TASKS FOR THIS EXERCISE>
1. List every command that has its own heading in the command line text.
2. Answer these questions about the command line text:
(a) Which guide does the text recommend for reading more about commands?
(b) What does cd do when run without arguments?
(c) What does ls -a list?
3. Copy out the part of the command line text between "With that, I'll" and "Linux Pocket Guide.", inclusive.

SUPPLIED TEXT>

=== Begin Enclosure ===

With that, I'll be explaining some common command line commands that are present in most computers which I commonly use. They won't be exhaustive but I encourage you to read more of them in the Linux Pocket Guide.

cd

It allows you to go to a relative or absolute path.

cd child_directory  # relative path to child_directory 
cd /usr/foo/directory  # absolute path
cd ../sibling_directory  # go to parent directory then into sibling directory
cd  # without arguments returns you to the home directory

export

Creates environment variables. Note that you'll need to define these environment variables in a .zshrc, .bashrc or any file that loads when the shell is created if you want this environment variable to always be present. Otherwise, this environment variable would not persist beyond it's current shell.

export FOO=bar
echo ${FOO}  # would show `bar`

printenv

Helpful for debugging to figure out what are the current environment variables.

history

Prints the commands you have used previously. Helpful when used with grep.

alias

Does what it says.

alias gp='git push'
gp  # would be equivalent to typing `git push`

ls

Short for "list". Lists attributes of files and directories.

ls  # lists files in current directory
ls directory  # list files in that directory
ls -a  # lists all files, including hidden ones

mv

Short for "move". Move / Rename file(s) or directories.

=== End Enclosure ===

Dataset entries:
=== Begin Enclosure ===

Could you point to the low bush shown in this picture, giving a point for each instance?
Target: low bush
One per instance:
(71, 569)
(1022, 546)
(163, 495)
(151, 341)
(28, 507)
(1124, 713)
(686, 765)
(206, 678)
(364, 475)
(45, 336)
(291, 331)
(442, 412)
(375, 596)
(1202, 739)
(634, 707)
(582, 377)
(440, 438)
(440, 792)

=== End Enclosure ===

ANSWERS IN ORDER>
1. cd, export, printenv, history, alias, ls, mv

2.
(a) The Linux Pocket Guide.
(b) It returns you to the home directory.
(c) All files, including hidden ones.

3.
With that, I'll be explaining some common command line commands that are present in most computers which I commonly use. They won't be exhaustive but I encourage you to read more of them in the Linux Pocket Guide.